Task description –
Return every line of the records below that contains the string "vent", reproducing each line unchanged and in its original order.

Records to process –
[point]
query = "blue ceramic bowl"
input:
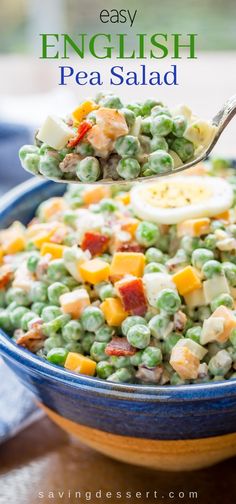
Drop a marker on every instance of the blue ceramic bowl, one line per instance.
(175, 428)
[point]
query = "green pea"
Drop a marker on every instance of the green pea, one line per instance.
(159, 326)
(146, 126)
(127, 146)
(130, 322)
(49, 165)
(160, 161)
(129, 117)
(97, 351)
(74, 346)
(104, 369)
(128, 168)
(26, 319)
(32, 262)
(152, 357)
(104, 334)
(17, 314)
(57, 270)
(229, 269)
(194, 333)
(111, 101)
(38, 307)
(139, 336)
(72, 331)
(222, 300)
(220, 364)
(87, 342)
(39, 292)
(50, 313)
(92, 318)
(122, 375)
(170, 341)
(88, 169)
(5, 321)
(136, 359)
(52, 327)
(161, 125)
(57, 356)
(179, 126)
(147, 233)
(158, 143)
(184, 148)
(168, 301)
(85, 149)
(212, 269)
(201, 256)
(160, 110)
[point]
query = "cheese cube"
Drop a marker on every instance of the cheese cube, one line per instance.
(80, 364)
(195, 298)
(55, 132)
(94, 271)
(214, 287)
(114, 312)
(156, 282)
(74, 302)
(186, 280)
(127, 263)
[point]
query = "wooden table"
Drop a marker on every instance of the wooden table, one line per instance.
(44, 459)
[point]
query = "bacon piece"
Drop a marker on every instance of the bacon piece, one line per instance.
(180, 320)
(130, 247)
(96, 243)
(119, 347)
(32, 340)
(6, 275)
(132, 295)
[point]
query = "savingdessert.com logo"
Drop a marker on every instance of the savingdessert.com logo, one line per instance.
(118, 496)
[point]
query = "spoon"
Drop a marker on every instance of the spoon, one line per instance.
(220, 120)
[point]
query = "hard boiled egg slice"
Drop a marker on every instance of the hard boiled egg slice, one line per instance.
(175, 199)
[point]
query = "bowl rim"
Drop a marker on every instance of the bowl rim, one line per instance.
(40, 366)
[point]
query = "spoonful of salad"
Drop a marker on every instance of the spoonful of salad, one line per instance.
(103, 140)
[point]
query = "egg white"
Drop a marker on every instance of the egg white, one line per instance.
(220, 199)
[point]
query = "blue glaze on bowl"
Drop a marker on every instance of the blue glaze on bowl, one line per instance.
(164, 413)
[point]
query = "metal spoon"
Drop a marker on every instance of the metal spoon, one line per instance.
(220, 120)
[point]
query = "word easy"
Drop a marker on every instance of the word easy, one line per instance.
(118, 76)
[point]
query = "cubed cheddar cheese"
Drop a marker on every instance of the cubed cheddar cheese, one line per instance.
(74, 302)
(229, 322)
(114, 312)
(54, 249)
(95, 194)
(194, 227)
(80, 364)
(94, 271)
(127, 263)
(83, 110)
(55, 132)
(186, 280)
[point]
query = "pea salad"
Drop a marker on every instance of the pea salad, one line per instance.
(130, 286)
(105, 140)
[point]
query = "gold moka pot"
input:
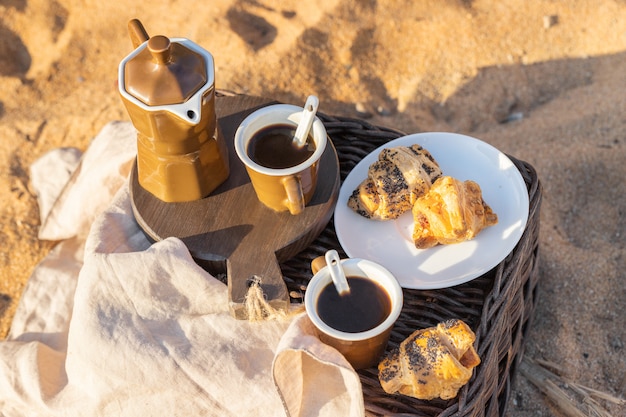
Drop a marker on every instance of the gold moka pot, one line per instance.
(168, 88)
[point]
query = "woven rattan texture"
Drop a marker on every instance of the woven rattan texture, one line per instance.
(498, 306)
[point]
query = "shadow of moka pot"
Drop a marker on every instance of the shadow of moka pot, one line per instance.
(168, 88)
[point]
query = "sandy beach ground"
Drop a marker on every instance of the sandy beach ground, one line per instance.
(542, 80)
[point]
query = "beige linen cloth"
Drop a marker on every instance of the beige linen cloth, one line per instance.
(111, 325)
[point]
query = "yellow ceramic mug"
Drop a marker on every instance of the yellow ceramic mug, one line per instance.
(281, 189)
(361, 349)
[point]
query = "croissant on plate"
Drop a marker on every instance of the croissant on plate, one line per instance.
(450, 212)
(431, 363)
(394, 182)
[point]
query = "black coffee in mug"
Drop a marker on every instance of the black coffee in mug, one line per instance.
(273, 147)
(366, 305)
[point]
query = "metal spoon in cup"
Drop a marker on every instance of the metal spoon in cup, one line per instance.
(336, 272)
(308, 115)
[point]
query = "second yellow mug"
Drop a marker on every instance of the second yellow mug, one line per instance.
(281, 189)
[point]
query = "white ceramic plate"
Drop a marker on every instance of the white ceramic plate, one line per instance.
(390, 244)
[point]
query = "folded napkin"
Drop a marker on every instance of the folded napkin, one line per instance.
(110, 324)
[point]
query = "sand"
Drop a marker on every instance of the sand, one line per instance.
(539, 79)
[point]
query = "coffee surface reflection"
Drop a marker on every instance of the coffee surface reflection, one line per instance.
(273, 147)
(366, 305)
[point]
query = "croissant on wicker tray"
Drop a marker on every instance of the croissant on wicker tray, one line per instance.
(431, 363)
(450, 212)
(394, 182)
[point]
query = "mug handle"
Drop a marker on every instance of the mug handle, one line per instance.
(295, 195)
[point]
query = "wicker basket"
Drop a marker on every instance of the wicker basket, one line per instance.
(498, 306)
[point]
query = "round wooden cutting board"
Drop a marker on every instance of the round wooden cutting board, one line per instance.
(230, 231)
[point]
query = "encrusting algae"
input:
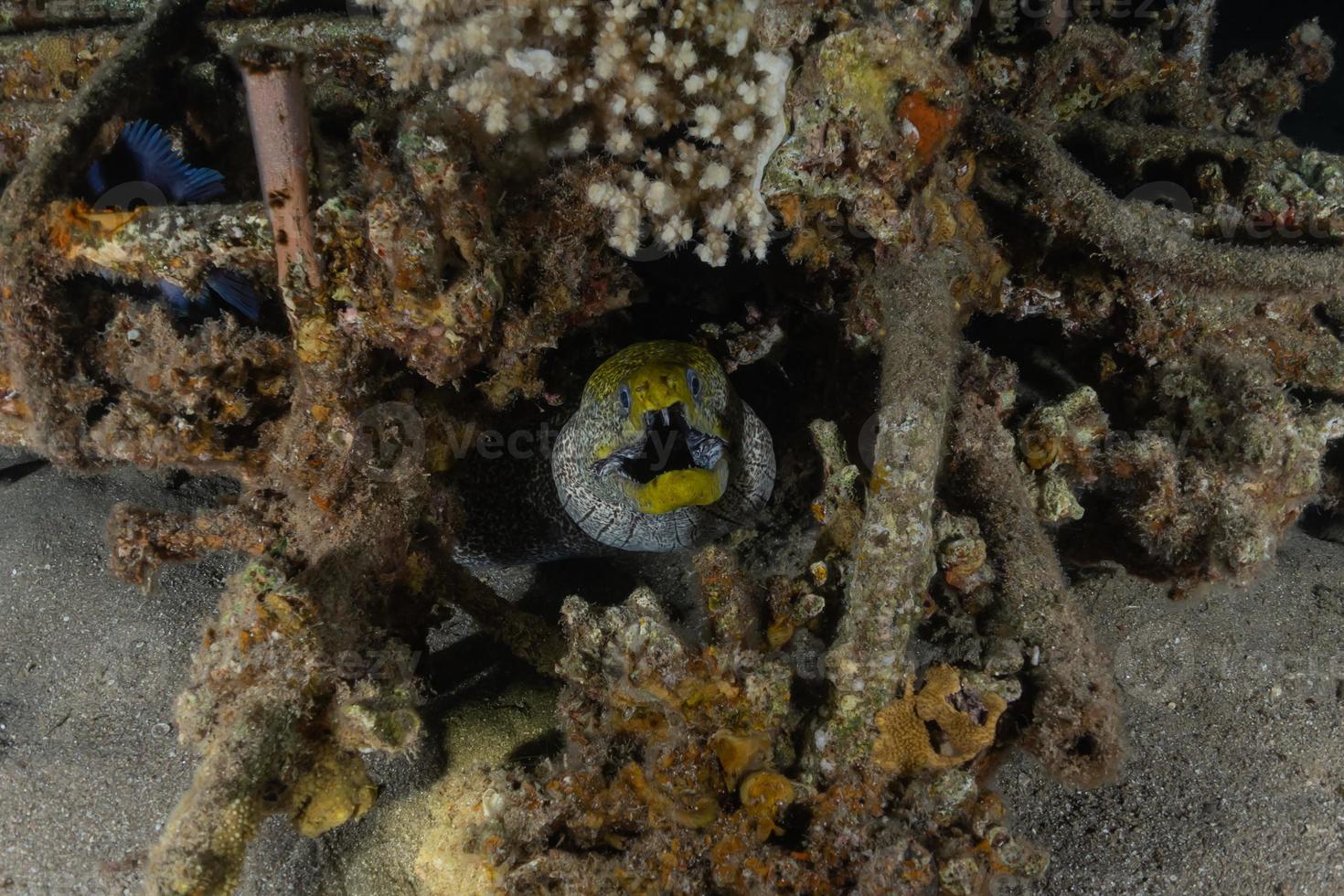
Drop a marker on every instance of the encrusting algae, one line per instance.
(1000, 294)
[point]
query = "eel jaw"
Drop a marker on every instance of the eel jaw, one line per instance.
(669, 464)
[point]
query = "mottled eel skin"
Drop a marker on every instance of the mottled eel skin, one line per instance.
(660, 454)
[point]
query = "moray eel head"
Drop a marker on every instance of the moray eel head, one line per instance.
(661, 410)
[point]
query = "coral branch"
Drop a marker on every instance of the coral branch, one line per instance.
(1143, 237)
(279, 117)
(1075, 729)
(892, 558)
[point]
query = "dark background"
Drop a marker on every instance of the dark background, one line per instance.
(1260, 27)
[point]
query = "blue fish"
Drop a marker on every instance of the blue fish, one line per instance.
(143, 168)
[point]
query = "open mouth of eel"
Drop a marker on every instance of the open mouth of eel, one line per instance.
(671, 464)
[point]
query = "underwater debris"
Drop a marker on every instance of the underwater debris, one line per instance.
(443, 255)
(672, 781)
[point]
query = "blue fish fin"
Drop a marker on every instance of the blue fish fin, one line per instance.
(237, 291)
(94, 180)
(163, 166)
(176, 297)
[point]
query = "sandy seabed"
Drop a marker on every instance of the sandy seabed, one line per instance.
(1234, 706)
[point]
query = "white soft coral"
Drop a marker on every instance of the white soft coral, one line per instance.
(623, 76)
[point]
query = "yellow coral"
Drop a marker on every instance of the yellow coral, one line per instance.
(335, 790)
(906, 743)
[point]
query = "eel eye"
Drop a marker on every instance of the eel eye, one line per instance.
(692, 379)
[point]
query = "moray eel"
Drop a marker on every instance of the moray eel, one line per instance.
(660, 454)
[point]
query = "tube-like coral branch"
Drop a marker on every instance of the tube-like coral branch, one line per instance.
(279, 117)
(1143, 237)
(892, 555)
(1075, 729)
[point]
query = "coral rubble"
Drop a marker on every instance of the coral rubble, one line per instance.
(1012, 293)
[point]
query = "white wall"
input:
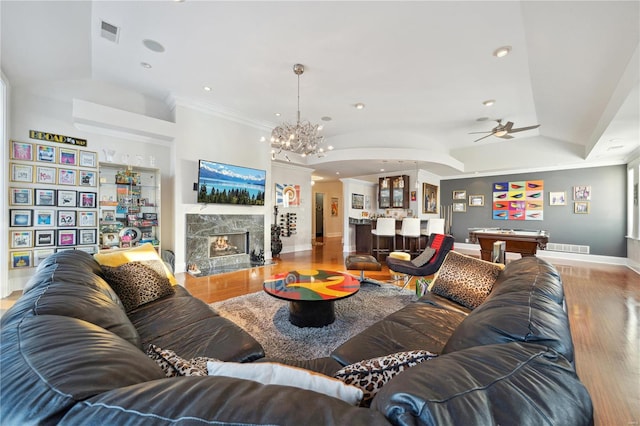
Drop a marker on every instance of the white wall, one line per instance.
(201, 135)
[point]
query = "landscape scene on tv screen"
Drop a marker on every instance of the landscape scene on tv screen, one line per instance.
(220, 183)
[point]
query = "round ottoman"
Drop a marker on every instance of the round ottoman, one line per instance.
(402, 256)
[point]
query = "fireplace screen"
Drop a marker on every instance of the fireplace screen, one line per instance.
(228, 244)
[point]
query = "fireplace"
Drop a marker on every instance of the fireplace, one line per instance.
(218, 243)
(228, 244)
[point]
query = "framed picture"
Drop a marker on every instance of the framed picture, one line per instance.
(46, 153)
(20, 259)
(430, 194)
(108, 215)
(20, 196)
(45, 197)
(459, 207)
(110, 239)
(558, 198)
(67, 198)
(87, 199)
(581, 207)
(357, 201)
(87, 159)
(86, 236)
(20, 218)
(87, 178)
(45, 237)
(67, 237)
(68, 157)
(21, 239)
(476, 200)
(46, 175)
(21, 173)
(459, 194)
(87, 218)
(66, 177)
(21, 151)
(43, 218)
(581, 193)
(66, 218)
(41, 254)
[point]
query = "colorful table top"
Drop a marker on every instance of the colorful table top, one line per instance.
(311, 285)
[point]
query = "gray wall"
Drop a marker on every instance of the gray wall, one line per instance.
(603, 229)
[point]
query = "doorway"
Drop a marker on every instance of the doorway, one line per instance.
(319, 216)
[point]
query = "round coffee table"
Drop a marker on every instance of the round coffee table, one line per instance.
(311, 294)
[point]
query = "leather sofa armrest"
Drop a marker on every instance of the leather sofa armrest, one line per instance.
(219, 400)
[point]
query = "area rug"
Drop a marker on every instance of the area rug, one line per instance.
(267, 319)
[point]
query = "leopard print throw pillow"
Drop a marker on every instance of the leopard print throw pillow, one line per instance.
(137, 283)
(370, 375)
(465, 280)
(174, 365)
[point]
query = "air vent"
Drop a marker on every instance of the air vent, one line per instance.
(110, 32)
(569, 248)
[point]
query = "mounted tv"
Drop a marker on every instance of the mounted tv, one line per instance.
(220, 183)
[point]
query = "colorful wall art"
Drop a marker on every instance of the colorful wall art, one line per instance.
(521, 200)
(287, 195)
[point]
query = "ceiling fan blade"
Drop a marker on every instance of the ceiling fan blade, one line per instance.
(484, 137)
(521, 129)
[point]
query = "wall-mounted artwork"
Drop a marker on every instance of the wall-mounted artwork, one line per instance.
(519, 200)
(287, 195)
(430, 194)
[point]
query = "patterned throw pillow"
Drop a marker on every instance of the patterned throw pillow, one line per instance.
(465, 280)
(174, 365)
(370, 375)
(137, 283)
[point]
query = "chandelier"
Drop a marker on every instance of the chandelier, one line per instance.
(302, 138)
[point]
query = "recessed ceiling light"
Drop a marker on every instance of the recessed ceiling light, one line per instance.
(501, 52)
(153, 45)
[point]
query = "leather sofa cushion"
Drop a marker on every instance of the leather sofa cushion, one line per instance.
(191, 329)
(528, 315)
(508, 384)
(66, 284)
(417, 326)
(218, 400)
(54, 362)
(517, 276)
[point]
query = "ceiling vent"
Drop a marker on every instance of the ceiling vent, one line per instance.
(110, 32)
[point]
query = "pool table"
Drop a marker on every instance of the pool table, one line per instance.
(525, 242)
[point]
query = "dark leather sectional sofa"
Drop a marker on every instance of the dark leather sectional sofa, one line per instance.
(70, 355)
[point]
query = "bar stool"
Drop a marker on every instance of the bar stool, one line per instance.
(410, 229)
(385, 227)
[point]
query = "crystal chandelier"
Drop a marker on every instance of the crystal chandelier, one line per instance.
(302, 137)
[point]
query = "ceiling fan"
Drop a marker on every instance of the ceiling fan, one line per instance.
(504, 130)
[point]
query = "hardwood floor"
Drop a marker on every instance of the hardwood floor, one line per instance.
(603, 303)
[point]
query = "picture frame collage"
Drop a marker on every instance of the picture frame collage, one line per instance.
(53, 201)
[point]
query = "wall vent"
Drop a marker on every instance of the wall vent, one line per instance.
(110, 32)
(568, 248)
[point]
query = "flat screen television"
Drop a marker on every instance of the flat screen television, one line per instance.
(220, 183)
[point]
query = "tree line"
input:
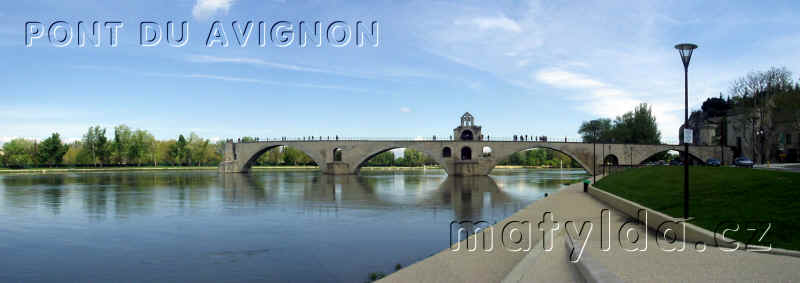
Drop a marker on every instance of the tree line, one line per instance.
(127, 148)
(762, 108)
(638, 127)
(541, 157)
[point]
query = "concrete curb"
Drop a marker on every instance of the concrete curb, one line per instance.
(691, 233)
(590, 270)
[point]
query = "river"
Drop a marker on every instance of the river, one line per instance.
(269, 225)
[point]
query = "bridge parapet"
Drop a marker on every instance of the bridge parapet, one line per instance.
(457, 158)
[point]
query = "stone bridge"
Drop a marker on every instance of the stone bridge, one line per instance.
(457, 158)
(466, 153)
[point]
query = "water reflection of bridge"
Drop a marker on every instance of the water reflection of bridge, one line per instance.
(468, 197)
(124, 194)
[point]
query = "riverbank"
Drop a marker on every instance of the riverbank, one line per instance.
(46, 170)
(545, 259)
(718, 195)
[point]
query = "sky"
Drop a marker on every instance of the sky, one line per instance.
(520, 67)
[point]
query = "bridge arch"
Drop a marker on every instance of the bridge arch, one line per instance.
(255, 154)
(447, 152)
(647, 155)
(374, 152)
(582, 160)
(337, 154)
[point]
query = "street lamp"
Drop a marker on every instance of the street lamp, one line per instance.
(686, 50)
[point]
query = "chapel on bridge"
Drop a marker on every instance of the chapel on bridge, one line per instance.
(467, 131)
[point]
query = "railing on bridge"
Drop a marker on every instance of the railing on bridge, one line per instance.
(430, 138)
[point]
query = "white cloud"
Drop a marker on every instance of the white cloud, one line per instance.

Solution to this task –
query = "air vent"
Drop a marker on every instance of the air vent, one line per instance.
query = "ceiling vent"
Drop a marker on every instance of the ceiling vent, one line per instance.
query = "wall vent"
Drop a marker on every instance of the wall vent, one line per instance.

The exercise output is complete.